• Short problem:
Reproduce without changes the part of the items below that opens with the line containing "Can you find the woman lying" and closes with the line containing "x=327, y=428", keeping both of those lines.

• Stored records:
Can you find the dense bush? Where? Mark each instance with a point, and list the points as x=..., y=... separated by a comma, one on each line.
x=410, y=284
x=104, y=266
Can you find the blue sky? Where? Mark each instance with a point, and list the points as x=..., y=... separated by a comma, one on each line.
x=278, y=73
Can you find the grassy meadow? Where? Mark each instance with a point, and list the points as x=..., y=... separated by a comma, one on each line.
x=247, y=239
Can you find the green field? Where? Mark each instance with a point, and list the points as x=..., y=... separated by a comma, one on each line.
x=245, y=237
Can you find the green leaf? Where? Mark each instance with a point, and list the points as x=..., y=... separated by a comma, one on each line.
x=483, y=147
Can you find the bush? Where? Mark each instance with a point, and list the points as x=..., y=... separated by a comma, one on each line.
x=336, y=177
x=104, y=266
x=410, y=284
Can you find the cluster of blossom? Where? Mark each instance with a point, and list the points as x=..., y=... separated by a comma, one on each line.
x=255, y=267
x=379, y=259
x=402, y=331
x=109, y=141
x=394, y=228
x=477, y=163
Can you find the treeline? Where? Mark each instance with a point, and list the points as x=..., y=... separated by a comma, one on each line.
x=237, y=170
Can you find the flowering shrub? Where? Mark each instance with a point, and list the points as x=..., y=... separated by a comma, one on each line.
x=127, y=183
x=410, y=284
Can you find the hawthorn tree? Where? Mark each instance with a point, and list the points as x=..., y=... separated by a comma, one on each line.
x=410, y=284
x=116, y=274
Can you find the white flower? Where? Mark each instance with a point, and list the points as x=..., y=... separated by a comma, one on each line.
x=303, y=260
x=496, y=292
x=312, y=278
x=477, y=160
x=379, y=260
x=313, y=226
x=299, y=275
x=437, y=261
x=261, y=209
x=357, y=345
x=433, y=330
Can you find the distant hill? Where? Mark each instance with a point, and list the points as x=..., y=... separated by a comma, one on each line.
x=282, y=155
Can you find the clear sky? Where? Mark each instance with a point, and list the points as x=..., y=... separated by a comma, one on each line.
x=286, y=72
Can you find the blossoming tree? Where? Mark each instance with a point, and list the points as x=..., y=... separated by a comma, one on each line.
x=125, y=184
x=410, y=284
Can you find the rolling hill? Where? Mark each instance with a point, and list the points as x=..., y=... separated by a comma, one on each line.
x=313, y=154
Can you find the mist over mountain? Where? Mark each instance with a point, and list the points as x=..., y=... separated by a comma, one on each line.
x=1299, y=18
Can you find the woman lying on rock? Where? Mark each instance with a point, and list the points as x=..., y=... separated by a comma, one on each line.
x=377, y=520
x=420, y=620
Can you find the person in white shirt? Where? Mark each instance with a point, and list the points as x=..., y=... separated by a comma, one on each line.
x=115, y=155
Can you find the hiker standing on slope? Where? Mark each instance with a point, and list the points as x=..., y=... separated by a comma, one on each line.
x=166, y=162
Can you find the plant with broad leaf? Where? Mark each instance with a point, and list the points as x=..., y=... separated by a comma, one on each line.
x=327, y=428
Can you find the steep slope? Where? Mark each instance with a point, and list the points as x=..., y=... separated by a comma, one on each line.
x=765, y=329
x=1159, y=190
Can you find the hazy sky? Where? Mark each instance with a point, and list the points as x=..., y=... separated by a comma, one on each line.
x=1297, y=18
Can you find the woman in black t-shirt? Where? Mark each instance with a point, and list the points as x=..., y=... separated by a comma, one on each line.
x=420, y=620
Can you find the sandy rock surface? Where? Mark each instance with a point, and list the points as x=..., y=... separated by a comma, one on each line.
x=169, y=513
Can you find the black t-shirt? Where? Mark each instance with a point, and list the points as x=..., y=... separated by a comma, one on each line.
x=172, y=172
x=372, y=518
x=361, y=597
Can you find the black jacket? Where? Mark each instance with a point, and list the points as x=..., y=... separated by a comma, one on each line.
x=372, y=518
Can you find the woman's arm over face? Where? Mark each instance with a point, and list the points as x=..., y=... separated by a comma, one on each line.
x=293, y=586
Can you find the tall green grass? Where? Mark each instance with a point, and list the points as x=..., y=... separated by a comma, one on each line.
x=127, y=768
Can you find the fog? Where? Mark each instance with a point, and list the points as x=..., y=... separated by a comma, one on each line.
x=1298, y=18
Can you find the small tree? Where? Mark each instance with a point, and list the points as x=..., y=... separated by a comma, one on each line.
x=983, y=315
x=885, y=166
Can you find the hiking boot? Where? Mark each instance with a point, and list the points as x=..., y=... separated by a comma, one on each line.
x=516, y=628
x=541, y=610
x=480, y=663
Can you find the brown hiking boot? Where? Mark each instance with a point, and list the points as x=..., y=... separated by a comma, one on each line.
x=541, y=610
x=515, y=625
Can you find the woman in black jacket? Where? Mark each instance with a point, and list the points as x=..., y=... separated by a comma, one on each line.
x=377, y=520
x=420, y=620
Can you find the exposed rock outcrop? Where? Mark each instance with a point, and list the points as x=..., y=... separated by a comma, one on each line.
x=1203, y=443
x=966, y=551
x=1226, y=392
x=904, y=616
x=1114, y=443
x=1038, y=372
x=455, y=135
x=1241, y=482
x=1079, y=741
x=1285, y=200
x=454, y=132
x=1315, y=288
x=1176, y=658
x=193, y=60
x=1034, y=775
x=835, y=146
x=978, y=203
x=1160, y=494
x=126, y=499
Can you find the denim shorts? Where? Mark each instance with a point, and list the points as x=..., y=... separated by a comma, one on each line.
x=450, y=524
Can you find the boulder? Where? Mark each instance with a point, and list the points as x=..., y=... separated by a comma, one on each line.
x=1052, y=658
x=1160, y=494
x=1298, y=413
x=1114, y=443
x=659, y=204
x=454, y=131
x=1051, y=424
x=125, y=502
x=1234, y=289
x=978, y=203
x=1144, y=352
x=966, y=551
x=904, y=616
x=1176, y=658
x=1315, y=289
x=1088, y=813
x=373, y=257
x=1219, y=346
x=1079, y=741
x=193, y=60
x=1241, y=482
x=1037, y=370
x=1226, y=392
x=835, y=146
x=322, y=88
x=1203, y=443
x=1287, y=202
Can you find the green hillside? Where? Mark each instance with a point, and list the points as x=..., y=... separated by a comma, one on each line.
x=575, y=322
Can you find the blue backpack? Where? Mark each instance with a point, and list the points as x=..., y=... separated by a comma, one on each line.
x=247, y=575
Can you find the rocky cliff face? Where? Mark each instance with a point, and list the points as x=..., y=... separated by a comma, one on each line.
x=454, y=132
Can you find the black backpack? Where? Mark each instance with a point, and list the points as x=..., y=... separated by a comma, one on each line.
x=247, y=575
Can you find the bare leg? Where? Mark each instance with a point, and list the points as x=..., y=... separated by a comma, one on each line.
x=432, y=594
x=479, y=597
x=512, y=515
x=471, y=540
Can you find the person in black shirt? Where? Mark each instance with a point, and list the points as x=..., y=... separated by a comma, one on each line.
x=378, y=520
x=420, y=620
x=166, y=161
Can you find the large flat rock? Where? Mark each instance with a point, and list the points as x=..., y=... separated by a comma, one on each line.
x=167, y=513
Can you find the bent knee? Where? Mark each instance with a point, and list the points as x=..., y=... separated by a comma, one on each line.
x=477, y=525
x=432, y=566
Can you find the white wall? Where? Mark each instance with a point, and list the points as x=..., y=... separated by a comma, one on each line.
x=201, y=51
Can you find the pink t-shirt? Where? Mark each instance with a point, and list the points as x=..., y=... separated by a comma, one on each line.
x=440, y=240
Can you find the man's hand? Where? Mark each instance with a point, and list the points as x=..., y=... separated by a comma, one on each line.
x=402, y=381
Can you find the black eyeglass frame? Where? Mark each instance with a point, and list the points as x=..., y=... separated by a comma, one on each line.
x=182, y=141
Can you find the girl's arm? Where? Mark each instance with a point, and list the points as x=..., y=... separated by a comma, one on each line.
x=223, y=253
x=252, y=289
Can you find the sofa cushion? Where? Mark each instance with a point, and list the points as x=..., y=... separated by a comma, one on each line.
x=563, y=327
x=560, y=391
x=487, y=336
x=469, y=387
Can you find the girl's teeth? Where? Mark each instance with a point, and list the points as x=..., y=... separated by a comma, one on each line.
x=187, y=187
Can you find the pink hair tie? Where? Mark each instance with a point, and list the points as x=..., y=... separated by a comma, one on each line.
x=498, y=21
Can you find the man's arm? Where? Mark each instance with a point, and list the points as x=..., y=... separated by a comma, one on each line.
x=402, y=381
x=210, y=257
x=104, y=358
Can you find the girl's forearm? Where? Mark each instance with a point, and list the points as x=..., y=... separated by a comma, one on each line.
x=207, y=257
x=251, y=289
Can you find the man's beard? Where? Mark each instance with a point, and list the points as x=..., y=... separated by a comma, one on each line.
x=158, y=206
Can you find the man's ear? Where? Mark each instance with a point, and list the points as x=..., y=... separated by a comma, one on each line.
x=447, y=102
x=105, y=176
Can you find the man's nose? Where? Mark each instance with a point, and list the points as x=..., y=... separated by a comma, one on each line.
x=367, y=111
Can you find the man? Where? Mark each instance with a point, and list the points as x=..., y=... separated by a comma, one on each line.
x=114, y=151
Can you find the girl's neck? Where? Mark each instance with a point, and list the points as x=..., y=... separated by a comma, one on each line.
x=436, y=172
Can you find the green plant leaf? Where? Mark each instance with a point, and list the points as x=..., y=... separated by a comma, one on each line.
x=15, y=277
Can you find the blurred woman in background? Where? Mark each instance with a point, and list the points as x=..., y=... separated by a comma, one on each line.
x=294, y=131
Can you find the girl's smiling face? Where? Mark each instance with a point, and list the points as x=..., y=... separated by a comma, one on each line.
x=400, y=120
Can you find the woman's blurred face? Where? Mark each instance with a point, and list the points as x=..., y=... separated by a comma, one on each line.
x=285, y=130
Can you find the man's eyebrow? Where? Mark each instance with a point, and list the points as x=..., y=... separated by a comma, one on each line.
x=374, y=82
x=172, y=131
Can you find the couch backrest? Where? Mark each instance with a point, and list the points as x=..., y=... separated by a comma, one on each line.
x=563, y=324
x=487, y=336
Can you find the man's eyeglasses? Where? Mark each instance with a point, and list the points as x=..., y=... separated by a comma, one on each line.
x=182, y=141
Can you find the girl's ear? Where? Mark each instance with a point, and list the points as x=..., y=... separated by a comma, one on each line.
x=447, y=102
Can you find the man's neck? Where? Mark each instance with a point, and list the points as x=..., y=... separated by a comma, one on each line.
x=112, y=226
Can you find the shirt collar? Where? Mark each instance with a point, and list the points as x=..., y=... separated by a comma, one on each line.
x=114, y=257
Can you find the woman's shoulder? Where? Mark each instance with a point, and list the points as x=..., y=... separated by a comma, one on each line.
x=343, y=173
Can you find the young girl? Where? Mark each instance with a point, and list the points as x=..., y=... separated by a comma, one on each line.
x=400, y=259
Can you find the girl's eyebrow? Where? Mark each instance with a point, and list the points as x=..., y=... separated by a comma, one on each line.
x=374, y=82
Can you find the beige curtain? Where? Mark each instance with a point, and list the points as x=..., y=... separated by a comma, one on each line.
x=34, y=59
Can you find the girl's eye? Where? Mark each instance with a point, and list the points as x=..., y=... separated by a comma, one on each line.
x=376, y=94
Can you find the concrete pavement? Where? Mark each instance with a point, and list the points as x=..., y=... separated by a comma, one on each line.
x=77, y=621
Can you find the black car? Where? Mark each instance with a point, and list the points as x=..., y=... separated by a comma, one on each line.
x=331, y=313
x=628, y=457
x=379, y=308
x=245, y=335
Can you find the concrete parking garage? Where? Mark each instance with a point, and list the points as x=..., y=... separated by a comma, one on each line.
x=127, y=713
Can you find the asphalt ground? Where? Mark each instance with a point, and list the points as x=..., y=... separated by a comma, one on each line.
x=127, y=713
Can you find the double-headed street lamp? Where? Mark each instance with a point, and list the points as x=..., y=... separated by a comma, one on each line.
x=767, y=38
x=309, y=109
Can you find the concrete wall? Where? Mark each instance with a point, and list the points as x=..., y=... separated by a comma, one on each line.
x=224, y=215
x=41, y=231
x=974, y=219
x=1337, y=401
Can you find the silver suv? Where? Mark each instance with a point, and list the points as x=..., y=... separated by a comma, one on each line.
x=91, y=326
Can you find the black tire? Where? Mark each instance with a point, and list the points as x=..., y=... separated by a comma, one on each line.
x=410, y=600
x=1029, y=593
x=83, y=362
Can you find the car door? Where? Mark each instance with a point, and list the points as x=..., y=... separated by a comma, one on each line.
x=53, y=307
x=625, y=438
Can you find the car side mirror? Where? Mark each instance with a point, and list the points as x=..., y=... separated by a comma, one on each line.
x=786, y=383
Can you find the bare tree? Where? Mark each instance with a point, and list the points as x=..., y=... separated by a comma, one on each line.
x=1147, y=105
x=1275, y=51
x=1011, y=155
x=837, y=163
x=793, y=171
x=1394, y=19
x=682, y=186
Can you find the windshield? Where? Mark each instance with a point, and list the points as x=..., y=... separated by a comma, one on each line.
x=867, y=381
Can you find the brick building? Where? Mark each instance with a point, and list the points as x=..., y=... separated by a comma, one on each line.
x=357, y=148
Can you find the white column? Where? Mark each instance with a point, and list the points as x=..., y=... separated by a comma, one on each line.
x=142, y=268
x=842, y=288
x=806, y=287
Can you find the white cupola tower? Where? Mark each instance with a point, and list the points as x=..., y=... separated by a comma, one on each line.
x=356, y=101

• Solved problem:
Can you find the woman lying on rock? Where? Mark each instance with a point, and list the points as x=..., y=... separated by a comma, one on each line.
x=377, y=520
x=420, y=620
Can you find the person in white shirt? Where? Mark each instance with a point, and list the points as x=..., y=... separated by a comma, one on each line.
x=115, y=155
Can you find the hiker standing on slope? Where? Mark each instance with a point, and list the points as x=..., y=... separated by a comma, one on each line.
x=166, y=162
Can you find the plant with broad leaf? Where? Mark each instance with a point, and list the points as x=..., y=... separated by a comma, one on each line.
x=327, y=428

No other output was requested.